### Data shown

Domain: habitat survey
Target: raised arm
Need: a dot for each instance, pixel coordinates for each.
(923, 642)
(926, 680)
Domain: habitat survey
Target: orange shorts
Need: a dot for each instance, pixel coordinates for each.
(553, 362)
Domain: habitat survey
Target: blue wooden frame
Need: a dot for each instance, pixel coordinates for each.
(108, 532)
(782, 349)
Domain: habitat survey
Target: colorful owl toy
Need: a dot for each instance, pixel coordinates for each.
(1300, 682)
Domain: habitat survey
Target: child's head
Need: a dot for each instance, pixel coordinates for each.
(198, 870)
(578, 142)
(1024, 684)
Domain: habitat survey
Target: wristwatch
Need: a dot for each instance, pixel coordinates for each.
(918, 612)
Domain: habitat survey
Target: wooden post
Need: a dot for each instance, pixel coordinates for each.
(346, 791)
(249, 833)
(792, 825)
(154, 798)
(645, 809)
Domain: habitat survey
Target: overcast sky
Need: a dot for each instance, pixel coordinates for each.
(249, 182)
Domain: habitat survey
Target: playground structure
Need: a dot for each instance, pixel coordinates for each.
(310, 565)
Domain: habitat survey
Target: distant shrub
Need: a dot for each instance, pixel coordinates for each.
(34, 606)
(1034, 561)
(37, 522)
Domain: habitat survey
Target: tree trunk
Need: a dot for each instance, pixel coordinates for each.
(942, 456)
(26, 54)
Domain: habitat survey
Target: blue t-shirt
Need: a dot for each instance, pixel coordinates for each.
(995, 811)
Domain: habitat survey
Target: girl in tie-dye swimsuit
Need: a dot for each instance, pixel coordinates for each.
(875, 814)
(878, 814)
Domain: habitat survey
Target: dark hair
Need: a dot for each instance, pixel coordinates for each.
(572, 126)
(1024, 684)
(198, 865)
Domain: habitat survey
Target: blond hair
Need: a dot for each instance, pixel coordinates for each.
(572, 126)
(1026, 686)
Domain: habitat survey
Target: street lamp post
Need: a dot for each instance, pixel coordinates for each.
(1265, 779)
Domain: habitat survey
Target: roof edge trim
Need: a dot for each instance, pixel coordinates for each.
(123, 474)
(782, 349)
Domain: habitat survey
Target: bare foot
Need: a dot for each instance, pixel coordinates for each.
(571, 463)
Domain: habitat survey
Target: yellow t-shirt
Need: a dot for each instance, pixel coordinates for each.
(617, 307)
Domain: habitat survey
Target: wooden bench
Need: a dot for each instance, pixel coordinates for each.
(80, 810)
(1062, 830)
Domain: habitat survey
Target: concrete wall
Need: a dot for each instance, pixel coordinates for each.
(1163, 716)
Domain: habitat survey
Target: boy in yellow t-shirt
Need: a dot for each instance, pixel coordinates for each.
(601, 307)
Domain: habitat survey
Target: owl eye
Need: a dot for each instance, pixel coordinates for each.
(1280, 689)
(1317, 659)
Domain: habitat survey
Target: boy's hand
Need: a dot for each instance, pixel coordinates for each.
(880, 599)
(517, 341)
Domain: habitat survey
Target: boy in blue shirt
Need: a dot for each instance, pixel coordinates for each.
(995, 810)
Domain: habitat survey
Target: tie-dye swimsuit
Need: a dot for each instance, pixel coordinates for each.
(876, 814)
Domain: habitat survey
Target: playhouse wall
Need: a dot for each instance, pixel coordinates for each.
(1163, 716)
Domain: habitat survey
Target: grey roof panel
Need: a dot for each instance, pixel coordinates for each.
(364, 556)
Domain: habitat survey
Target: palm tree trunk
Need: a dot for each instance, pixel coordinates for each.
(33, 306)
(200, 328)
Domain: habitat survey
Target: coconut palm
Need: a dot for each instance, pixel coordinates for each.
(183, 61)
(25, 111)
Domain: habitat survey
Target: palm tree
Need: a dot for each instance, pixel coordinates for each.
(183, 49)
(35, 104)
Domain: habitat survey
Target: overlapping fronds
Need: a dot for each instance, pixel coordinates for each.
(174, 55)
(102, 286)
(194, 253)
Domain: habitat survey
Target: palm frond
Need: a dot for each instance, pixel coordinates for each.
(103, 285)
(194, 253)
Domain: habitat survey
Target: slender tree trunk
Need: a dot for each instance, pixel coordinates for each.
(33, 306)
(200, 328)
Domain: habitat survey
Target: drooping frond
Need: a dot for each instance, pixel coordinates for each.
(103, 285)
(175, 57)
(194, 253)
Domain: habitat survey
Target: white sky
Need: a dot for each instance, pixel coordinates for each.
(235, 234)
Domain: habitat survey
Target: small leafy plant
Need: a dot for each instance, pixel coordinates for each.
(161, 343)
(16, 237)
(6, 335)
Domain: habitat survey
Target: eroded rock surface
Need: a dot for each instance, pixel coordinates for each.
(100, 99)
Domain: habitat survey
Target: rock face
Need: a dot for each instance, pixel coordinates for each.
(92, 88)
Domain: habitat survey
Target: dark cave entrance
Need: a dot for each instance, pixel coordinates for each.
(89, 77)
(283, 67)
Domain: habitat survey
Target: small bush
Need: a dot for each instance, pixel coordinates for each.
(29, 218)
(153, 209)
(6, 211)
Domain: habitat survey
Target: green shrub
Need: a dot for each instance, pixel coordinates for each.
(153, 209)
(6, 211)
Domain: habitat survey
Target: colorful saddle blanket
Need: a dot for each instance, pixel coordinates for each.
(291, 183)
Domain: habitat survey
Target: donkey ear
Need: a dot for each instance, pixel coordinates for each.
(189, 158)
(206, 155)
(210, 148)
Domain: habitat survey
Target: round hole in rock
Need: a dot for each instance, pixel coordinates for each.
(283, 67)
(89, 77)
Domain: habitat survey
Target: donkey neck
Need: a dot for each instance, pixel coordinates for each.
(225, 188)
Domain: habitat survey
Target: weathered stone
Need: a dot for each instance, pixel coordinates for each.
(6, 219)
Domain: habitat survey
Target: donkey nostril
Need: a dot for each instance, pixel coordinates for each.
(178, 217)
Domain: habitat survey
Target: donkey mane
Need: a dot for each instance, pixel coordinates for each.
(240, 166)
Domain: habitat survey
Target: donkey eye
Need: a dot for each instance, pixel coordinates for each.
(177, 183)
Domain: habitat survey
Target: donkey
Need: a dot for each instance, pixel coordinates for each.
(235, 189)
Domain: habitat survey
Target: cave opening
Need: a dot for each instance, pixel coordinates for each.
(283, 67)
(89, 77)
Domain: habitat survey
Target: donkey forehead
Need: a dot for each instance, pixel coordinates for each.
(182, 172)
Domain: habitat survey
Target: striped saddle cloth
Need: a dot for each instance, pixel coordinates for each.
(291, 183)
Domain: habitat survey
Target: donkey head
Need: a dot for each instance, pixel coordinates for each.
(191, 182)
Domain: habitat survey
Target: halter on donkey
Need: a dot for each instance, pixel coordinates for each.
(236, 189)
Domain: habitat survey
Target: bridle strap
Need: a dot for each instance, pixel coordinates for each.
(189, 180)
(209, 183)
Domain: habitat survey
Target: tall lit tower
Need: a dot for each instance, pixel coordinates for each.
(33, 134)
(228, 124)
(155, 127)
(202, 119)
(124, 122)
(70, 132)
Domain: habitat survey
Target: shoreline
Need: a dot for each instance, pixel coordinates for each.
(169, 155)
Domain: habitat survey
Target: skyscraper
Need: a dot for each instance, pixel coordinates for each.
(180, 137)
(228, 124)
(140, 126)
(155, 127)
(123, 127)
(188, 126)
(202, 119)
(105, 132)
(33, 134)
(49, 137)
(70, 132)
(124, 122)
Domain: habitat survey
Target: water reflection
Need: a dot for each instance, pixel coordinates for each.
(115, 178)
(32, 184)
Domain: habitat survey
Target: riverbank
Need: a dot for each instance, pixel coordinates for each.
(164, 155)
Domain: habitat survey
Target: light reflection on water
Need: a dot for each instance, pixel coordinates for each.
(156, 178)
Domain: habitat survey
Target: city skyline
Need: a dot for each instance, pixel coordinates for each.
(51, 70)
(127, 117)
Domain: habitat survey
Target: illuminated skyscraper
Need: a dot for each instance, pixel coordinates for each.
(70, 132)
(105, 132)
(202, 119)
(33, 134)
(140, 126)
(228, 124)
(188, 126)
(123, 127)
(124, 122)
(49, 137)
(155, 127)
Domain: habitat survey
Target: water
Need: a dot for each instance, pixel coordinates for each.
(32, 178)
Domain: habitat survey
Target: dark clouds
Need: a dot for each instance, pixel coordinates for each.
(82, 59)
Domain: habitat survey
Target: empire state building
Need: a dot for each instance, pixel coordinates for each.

### Set task
Show every line above that contains the word "palm".

### Solution for this exercise
Target: palm tree trunk
Target: coconut palm
Target: palm tree
Target: palm frond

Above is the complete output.